[[ Exercise inputs open ]]

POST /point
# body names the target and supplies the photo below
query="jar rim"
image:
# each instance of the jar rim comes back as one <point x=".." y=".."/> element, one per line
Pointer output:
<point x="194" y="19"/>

[[ Exercise inputs closed ]]

▶ **To do**: Nothing should be left out. Reproduce all the entries precisely.

▶ **Output of the task**:
POST /point
# body names the target and supplies the photo below
query="jar rim"
image:
# each instance of the jar rim comes back as one <point x=".." y=".."/> element, one per line
Pointer output:
<point x="194" y="19"/>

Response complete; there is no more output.